- Task objective:
Answer these questions from the patent excerpt on capturing human motion:
1. What does FIG. 11 illustrate?
2. What kind of detector is used for the lower arms/hands and lower legs?
3. What does a 3D skeleton include at a minimum?

- Text segment:
BRIEF DESCRIPTION OF THE DRAWINGS
[0020] These and/or other aspects will become apparent and more
readily appreciated from the following description of exemplary
embodiments, taken in conjunction with the accompanying drawings of
which:
[0021] FIG. 1 is a diagram illustrating an example of a body part
model;
[0022] FIG. 2 is a diagram illustrating another example of a body
part model;
[0023] FIG. 3 is a flowchart illustrating a method of capturing
motions of a human according to example embodiments;
[0024] FIG. 4 is a diagram illustrating a configuration of an
apparatus capturing motions of a human according to example
embodiments;
[0025] FIG. 5 is a diagram illustrating, in detail, a configuration
of an apparatus capturing motions of a human according to example
embodiments;
[0026] FIG. 6 is a flowchart illustrating, in detail, an example of
a method of capturing motions of a human according to example
embodiments;
[0027] FIG. 7 is a flowchart illustrating an example of a rendering
process according to example embodiments;
[0028] FIG. 8 is a diagram illustrating an example of a triangular
measurement method for 3D body parts which may divide
three-dimensional (3D) body parts into a triangle according to
example embodiments;
[0029] FIG. 9 is a diagram illustrating a configuration of an
apparatus capturing motions of a human according to example
embodiments;
[0030] FIG. 10 is a flowchart illustrating a method of capturing
motions of a human according to example embodiments;
[0031] FIG. 11 is a diagram illustrating a region of interest (ROI)
for input images according to example embodiments; and
[0032] FIG. 12 is a diagram illustrating an example of a parallel
image processing according to example embodiments.
DETAILED DESCRIPTION
[0033] Reference will now be made in detail to exemplary
embodiments, examples of which are illustrated in the accompanying
drawings, wherein like reference numerals refer to like elements
throughout. Exemplary embodiments are described below to explain
the present disclosure by referring to the figures.
[0034] According to example embodiments, a triangulated
three-dimensional (3D) mesh model for a torso and upper arms/legs
may be used and a rectangle-based two-dimensional (2D) part
detector for lower arms/hands and lower legs may be used.
[0035] According example embodiments, the lower arms/hands and the
lower legs are not rigidly connected to parent body parts. A soft
connection is used instead. The concept of soft joint constraints
as illustrated in FIGS. 1 and 2 is used.
[0036] Also, according to example embodiments, an algorithm for
finding a 3D skeletal pose is used for each frame of input video
sequence. At a minimum, a 3D skeleton includes a torso, upper/lower
arms, and upper/lower legs. The 3D skeleton may also include
additional body parts such as a head, hands, etc.
[0037] FIG. 1 is a diagram illustrating an example of a body part
model 100.
[0038] Referring to FIG. 1, a first body part model 100 is divided
into upper parts and lower parts based on ball joints 111, 112,
113, and 114 and soft joint constraints 121, 122, 123, and 124. The
upper parts may be disposed between the ball joints 111, 112, 113,
and 114 and the soft joint constraints 121, 122, 123, and 124, and
may be body parts where a movement range is less than a reference
amount. The lower part may be disposed between the soft joint
constraints 121, 122, 123, and 124 and hands/feet, and may be parts
where a movement range is greater than the reference amount.

- Raw data:
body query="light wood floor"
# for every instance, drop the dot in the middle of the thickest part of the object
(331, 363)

- Solved problem:
1. A region of interest (ROI) for input images.
2. A rectangle-based two-dimensional (2D) part detector.
3. A torso, upper/lower arms, and upper/lower legs.